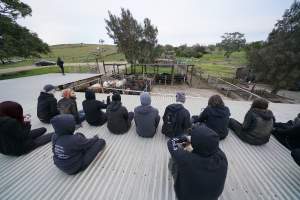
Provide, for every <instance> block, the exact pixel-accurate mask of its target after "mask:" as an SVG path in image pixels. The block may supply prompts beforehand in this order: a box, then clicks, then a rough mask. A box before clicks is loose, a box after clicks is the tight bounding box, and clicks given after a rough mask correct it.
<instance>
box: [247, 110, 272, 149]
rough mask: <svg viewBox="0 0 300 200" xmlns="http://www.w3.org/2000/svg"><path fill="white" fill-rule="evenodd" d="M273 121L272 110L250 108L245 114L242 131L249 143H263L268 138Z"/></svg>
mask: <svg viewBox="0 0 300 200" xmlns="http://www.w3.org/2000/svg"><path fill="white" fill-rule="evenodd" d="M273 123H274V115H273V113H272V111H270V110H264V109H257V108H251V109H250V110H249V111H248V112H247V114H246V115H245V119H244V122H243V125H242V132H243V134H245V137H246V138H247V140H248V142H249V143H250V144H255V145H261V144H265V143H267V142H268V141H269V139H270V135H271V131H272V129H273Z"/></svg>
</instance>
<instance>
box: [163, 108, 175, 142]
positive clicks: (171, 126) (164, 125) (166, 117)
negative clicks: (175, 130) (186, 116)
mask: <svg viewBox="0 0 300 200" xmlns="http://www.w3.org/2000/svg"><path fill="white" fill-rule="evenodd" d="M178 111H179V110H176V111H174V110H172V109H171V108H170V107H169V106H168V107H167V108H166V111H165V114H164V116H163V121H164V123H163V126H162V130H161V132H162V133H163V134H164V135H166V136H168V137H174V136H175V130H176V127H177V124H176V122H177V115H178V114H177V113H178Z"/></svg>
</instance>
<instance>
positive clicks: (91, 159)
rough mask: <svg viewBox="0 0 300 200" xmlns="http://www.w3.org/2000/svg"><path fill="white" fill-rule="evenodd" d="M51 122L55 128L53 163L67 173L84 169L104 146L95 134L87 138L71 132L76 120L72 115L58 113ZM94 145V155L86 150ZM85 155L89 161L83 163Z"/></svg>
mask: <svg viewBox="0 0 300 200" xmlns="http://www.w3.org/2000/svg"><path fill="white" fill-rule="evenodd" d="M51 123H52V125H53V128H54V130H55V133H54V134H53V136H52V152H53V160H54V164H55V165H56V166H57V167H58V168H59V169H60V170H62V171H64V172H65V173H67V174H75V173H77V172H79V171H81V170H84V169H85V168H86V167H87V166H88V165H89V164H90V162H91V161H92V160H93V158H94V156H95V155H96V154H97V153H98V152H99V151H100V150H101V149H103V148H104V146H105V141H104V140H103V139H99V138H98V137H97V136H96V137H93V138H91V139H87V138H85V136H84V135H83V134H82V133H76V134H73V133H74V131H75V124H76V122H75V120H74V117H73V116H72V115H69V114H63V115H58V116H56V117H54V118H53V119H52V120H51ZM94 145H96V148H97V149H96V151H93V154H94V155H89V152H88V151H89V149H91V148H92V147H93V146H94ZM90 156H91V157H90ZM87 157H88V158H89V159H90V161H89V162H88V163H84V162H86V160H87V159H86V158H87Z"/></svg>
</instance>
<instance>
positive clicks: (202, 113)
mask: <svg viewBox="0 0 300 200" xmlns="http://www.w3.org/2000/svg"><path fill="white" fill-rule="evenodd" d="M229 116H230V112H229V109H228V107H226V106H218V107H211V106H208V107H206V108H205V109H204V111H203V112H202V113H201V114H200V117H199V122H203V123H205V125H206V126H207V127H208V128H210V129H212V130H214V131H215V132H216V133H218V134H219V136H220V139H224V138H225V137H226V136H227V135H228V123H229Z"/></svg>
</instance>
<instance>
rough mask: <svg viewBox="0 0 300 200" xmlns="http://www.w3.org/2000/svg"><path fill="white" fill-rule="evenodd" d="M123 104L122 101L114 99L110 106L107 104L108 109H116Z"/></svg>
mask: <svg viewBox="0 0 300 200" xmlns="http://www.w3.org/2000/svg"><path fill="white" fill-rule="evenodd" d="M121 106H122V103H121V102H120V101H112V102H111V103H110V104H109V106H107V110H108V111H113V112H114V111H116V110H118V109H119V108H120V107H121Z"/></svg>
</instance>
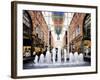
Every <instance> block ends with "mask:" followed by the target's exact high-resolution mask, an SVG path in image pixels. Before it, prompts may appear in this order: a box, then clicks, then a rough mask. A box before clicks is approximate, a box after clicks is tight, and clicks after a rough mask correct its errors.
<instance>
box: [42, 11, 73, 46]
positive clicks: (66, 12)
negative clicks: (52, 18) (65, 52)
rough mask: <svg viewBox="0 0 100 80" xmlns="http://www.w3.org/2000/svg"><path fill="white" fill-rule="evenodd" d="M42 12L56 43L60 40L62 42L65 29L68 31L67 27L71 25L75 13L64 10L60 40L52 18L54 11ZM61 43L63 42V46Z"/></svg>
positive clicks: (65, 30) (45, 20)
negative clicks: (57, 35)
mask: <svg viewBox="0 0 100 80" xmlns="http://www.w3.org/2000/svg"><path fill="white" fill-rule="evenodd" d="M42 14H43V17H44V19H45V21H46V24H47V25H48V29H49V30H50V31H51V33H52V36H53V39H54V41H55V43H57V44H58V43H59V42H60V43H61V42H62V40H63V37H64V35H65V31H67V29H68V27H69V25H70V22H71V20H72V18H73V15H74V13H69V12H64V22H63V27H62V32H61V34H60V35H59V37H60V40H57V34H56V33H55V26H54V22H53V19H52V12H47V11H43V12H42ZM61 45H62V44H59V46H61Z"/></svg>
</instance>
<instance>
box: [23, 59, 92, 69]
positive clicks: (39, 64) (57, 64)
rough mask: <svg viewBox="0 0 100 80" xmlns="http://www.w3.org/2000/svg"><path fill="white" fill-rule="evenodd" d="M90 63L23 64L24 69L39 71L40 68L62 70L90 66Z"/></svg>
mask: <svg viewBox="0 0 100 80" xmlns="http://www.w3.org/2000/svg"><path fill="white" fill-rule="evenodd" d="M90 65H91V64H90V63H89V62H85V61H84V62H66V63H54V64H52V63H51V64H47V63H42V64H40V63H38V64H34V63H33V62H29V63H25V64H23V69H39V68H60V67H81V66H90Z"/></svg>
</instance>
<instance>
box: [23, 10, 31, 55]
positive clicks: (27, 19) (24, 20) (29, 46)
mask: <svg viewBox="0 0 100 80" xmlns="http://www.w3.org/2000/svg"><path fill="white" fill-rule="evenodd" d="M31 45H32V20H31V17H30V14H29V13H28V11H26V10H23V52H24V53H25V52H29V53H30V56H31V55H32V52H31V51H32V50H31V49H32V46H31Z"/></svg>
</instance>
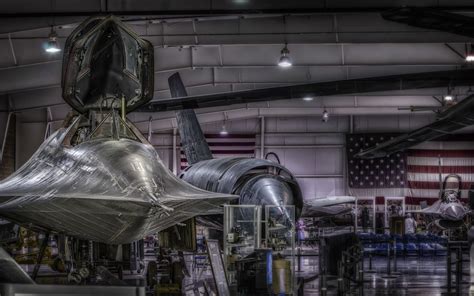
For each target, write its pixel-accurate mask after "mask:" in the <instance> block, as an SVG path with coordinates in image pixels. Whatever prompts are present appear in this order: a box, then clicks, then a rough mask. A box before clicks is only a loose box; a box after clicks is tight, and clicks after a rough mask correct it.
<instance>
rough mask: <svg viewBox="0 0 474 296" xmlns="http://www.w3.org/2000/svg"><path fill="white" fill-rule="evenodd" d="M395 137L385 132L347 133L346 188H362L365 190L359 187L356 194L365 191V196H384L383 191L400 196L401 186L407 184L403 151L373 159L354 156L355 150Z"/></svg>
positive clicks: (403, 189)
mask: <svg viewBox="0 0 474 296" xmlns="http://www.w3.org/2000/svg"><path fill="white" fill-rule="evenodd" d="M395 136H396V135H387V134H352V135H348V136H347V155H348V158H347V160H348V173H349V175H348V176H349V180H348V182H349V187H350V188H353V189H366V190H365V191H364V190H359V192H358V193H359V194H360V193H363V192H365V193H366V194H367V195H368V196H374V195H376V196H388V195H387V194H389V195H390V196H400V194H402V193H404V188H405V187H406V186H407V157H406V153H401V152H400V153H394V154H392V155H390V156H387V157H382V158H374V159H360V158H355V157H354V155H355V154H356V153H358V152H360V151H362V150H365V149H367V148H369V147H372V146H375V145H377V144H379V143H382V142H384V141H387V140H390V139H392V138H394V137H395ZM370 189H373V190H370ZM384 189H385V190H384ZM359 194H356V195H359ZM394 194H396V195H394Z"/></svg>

— Task to carry out —
Exact repetition is required for the lines from the first one in the listing through the one that holds "box: [247, 110, 272, 149]", and pictures are to be omitted.

— Written reply —
Provide, for every <instance> block, the exact pixel-accurate mask of its target after "mask:" as an SVG path in image pixels. The block may supply prompts beforehand in this order: a box, then clicks, then a rough mask. A box before clicks is loose, a box after clicks is the tight bounding box, and clicks given after a rough mask correct it.
<instance>
box: [247, 110, 272, 149]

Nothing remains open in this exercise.